▶ [QUOTED TEXT]:
┌──

Hank Egan Describes the Cavaliers' Efforts to Become San Antonio East

Where did the defensive principles taught by San Antonio Spurs Coach Gregg Popovich originate? Few people are more qualified to answer this question than Cleveland Cavaliers Assistant Coach Hank Egan, who has four decades of basketball coaching experience, including 23 years as a Division I head coach at the Air Force Academy and the University of San Diego, where he won West Coast Conference Coach of the year honors in 1986 and 1987. Egan played for Hall of Fame Coach Ben Carnevale at the Naval Academy before becoming the head coach at Air Force.

Popovich served as Egan's assistant coach at Air Force--and the two were reunited in San Antonio a decade and a half later, this time with Popovich taking the role of head coach.
Current Cleveland Cavaliers coach Mike Brown played for Egan at the University of San Diego. Popovich added Egan to his staff in San Antonio; the Spurs made the playoffs seven times and won the 1999 NBA championship during Egan’s eight years with the team.

The Cleveland Cavaliers are trying to become "San Antonio East," importing three members of the Spurs' brain trust: Danny Ferry, who is now the Cavs' General Manager, Lance Blanks, who is Ferry's Assistant General Manager, and Egan.

Friedman: “Based on your experience coaching in college as well as in the pros, when you come to a new team where do you start in terms of implementing your defensive principles? Where do you start as a base for getting the team to play the kind of defense that you want it to play?”

Egan: “You always start at the basket and work out. How you play post-up players dictates how you play the rest of the game. We’re a team that fronts, so therefore we need a lot of backside help. We try to keep the ball out of the middle because our bigs can’t help there because they are on the frontside. We try to force the ball to the outside and get a lot of backside help, but it starts because we want to front the post.”

Friedman: “What defensive principles are different in college versus the pros? For instance, usually in high school and the levels of the game below the NBA, players are told to not give up the baseline defensively—the defender should put his (outside) foot on the baseline and make the offensive player come to the middle. Yet, in the NBA to some degree the defenses try to force the great players away from the middle of the court.”

└──

▶ [TASKS TO CARRY OUT]:
[1] Retype the passage from the article about Hank Egan, starting with "Hank Egan Describes" and going on through "at Air Force.".
[2] Rewrite every line of the records below, changing "cut log" to "sawn log" and leaving everything else as it is.

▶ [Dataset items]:
┌──

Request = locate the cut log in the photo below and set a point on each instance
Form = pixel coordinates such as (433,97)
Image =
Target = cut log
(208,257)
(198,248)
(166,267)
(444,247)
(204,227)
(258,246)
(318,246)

└──

▶ [IN RESPONSE]:
[1]
Hank Egan Describes the Cavaliers' Efforts to Become San Antonio East

Where did the defensive principles taught by San Antonio Spurs Coach Gregg Popovich originate? Few people are more qualified to answer this question than Cleveland Cavaliers Assistant Coach Hank Egan, who has four decades of basketball coaching experience, including 23 years as a Division I head coach at the Air Force Academy and the University of San Diego, where he won West Coast Conference Coach of the year honors in 1986 and 1987. Egan played for Hall of Fame Coach Ben Carnevale at the Naval Academy before becoming the head coach at Air Force.

[2]
Request = locate the sawn log in the photo below and set a point on each instance
Form = pixel coordinates such as (433,97)
Image =
Target = sawn log
(208,257)
(198,248)
(166,267)
(444,247)
(204,227)
(258,246)
(318,246)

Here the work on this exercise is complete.